[Data excerpted from a collection]
○ ○ ○

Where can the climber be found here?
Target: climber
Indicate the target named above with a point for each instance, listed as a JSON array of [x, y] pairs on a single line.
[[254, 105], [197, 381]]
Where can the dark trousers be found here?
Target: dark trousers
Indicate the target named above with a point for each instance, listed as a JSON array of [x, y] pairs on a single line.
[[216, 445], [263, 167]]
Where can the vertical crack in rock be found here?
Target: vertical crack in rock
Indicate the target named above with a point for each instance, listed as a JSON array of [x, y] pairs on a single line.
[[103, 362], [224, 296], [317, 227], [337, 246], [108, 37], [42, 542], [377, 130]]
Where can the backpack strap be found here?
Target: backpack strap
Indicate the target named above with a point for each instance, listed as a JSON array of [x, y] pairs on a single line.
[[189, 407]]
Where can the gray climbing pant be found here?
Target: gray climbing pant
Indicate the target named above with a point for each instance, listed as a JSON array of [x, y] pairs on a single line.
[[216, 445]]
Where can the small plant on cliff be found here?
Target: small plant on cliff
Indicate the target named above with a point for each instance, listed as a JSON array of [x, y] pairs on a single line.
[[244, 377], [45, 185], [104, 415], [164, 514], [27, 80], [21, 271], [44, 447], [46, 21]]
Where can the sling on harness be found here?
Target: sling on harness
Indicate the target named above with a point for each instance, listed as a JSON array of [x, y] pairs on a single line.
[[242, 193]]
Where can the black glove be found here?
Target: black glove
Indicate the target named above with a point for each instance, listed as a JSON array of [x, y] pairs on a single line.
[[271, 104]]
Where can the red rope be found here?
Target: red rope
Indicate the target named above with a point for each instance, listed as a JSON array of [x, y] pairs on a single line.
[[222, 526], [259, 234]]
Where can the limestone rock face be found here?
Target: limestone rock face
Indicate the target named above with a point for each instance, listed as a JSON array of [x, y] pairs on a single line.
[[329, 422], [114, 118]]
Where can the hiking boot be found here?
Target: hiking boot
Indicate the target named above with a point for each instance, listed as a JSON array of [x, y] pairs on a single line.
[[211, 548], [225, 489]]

○ ○ ○

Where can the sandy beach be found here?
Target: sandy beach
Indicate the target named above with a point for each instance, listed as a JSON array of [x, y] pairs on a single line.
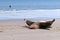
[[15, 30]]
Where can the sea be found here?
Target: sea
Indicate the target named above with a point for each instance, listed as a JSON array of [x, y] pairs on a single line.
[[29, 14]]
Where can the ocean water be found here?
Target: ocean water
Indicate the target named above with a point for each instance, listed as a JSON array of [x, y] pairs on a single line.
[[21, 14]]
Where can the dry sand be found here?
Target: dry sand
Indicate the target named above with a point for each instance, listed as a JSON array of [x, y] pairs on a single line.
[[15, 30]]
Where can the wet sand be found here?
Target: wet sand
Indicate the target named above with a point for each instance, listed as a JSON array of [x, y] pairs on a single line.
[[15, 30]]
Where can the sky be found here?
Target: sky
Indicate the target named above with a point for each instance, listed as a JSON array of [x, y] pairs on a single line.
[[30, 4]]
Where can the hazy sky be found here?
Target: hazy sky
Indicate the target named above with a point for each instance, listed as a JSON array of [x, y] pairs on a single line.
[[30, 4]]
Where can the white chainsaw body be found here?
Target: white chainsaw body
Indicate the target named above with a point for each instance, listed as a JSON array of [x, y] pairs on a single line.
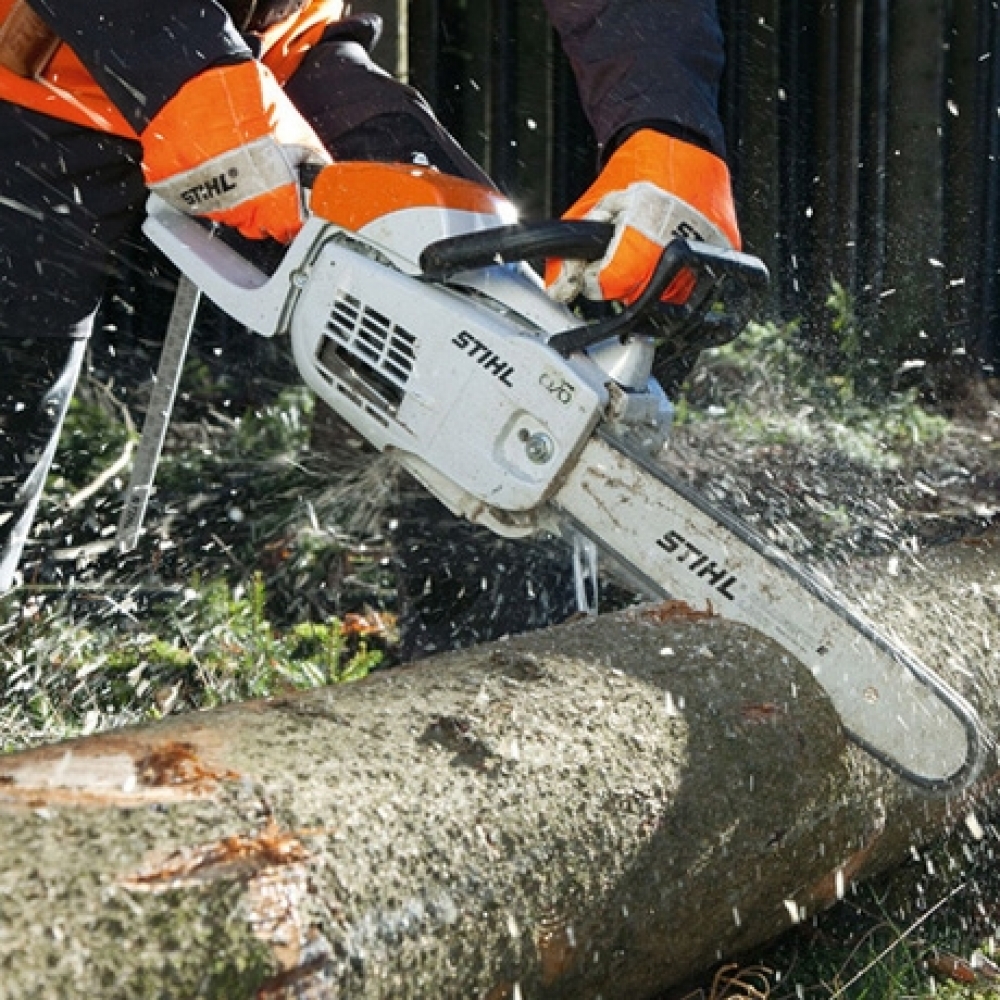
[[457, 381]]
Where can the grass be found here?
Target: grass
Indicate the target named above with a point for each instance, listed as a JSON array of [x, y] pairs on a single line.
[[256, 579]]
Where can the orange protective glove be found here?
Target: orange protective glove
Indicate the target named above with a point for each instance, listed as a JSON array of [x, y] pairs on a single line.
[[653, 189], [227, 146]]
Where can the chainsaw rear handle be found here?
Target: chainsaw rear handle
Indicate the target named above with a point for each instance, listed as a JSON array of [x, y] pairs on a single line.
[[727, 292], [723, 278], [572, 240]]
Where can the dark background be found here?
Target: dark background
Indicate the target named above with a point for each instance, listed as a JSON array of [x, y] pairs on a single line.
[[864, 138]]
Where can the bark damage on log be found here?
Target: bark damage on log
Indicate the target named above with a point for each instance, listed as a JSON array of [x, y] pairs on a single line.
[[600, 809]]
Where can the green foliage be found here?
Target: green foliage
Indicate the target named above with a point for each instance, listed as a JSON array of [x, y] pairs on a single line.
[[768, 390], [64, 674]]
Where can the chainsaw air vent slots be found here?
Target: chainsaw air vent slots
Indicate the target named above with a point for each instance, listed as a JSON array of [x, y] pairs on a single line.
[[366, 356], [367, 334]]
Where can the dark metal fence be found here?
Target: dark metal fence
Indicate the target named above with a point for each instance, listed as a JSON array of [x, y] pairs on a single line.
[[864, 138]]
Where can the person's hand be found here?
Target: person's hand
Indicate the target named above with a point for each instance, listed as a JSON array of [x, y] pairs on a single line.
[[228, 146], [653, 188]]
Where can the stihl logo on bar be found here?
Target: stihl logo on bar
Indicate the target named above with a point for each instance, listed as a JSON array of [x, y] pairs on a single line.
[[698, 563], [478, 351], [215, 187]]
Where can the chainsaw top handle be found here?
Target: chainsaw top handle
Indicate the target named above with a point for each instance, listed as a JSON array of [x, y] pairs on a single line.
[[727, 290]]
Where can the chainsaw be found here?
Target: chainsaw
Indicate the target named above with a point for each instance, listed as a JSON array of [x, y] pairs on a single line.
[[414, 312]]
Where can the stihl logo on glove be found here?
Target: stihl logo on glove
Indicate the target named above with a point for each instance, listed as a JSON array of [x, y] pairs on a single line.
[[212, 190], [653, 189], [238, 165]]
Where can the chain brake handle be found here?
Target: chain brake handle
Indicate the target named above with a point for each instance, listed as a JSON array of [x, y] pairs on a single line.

○ ○ ○

- **AIM**:
Can you copy out the data unchanged, beginning with the line that contains "Where can the climber be found here?" and continuing through the line that contains "[[242, 193]]", with both of those lines included?

- **FULL OUTPUT**:
Where can the climber be found here?
Target: climber
Indicate the target named above with a point for each instance, listed as a JSON array of [x, y] pairs on a single line.
[[254, 105], [197, 381]]
Where can the dark trousers be found here?
Target: dark trousers
Indicate the target named above with a point for each instance, listed as a JSON array of [x, y] pairs on a single line.
[[216, 445], [263, 167]]
Where can the vertical crack in rock be found here?
Target: vertical crack in rock
Indicate the target named above with a point for each instance, listed as a JSON array of [x, y] pairs on a single line.
[[103, 362], [224, 296], [317, 227], [337, 246], [108, 37], [42, 542], [377, 130]]
Where can the backpack strap be found here?
Target: backpack strap
Indicate the target named above with a point for each instance, listed as a JSON array of [x, y] pairs on a single line.
[[189, 407]]
Where can the gray climbing pant be found here?
Target: gray climbing pant
Indicate the target named above with a point for each instance, listed as a JSON array of [x, y] pairs on a single line.
[[216, 445]]
Where can the small plant on cliff be found here?
Target: small plant on cliff
Indicate the target named above with a point for each instance, listed as a JSON array of [x, y] pairs on a single line.
[[244, 377], [45, 185], [104, 415], [164, 514], [27, 80], [21, 271], [44, 447], [46, 21]]
Where can the sling on harness be found here?
Target: sling on harness
Indicate the target named above with a point for each instance, listed as a JSON array of [x, y] pairs on a single line.
[[242, 193]]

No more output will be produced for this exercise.